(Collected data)
########################################

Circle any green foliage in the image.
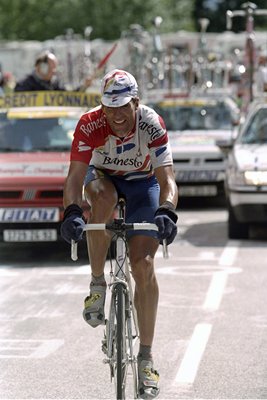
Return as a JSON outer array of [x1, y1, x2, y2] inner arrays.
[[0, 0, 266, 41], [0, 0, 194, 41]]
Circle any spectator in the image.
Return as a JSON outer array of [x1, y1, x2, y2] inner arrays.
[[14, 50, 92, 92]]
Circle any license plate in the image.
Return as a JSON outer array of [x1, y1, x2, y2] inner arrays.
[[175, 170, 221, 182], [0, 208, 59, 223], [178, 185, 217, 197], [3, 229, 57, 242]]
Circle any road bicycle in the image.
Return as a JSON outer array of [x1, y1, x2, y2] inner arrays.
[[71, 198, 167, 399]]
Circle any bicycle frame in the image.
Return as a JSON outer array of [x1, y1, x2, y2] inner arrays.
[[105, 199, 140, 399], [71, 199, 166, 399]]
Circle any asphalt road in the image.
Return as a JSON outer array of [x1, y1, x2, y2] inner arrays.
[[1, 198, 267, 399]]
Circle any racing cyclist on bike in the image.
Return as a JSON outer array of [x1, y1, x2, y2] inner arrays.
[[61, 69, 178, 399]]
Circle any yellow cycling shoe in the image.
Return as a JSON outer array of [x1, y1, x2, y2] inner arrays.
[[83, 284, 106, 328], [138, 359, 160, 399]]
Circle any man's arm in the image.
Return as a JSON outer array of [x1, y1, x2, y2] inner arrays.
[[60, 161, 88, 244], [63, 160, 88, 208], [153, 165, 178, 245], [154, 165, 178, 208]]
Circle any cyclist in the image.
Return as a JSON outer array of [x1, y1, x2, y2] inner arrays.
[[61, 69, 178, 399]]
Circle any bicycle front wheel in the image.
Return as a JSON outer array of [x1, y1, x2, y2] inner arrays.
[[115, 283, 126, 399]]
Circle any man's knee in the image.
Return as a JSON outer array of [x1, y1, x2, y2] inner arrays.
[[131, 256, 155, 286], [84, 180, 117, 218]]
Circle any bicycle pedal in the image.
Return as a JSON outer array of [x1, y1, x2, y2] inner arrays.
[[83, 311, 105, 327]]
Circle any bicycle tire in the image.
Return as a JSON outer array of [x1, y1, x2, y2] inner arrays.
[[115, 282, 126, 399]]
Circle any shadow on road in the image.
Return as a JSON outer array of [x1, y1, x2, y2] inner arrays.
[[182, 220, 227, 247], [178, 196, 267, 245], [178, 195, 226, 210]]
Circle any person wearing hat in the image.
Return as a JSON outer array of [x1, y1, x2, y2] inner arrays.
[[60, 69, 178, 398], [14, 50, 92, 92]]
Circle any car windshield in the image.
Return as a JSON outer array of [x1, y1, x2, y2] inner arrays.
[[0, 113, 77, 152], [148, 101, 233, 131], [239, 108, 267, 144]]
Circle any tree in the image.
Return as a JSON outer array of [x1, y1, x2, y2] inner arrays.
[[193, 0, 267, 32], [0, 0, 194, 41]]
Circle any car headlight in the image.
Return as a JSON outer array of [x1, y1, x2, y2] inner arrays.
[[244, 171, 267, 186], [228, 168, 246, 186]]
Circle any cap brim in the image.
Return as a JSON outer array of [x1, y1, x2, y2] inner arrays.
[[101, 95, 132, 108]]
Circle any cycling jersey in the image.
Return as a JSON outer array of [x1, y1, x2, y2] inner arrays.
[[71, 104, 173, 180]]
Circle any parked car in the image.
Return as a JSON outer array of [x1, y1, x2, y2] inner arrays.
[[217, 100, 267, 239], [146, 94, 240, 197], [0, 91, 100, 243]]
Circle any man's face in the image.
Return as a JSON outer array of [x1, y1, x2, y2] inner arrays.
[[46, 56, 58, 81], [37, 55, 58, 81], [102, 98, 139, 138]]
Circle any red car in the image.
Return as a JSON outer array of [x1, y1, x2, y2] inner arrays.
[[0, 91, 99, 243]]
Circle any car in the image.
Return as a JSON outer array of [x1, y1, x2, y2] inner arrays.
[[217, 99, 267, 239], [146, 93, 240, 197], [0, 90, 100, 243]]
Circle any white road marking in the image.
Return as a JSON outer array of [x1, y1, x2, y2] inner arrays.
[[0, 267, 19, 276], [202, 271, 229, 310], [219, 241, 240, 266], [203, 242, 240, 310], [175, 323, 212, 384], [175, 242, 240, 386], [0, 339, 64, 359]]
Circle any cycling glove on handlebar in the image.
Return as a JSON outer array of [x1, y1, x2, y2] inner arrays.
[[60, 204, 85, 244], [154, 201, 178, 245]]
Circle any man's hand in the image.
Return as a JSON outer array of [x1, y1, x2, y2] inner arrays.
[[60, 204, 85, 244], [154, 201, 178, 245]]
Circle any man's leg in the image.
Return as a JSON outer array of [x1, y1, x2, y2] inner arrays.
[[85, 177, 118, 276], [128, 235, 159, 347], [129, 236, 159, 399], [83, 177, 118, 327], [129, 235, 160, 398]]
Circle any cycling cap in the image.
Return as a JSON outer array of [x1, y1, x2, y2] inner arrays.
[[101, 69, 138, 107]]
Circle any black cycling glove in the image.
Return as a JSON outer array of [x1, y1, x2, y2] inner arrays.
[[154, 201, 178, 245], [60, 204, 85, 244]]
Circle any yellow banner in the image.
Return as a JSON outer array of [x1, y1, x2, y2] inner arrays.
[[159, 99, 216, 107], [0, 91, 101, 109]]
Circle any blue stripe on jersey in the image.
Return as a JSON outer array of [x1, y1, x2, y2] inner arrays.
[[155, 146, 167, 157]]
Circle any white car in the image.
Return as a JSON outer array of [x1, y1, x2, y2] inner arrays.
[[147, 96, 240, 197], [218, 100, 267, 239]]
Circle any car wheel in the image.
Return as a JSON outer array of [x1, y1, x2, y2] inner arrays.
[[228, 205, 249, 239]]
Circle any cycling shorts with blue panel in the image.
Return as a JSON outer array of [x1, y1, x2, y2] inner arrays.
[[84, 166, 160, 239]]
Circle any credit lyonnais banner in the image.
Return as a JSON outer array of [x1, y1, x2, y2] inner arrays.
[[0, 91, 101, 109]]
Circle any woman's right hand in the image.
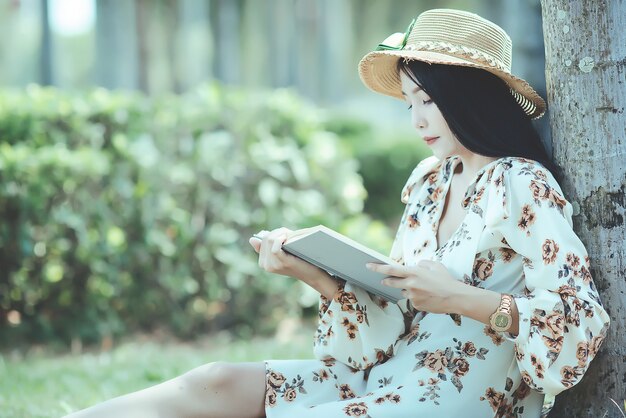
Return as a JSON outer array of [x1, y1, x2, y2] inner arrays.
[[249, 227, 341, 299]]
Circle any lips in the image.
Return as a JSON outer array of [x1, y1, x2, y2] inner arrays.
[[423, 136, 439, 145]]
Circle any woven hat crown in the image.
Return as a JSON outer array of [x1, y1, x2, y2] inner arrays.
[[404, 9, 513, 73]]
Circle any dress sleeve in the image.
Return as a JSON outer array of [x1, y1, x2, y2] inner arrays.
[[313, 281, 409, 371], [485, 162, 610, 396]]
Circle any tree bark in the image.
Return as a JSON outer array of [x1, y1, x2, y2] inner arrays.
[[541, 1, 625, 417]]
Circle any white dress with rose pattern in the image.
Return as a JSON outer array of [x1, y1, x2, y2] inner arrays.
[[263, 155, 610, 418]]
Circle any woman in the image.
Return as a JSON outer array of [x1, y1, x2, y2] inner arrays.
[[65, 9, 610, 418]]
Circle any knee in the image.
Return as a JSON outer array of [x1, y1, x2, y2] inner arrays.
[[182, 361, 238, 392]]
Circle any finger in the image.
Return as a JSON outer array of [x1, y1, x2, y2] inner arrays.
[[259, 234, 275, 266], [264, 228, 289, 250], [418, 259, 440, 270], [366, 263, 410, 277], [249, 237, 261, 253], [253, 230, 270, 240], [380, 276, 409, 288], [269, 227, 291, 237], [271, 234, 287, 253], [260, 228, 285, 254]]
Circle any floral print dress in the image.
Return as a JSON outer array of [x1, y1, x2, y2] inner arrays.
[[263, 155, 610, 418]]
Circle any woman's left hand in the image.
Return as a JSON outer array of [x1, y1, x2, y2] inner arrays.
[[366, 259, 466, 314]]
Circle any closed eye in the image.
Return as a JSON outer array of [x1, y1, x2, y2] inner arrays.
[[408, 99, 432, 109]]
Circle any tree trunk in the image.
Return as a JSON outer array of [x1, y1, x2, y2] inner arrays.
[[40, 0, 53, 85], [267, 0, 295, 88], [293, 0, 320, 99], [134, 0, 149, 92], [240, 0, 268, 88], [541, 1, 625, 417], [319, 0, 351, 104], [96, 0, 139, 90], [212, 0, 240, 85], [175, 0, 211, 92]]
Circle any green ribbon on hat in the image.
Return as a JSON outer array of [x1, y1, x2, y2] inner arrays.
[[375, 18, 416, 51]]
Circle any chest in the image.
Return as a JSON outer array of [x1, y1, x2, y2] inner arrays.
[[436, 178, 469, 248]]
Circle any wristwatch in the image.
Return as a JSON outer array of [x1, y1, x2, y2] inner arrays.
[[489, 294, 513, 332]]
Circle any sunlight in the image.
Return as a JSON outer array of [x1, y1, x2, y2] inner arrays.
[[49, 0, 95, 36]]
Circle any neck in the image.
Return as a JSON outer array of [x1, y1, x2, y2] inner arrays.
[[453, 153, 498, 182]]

########################################

• **Task prompt**: Which lines above contain the word "woman"? Copy each one.

• **Written reply**:
Circle any woman's right hand in the image.
Circle any woman in the image.
Circle any woman's left hand in the image.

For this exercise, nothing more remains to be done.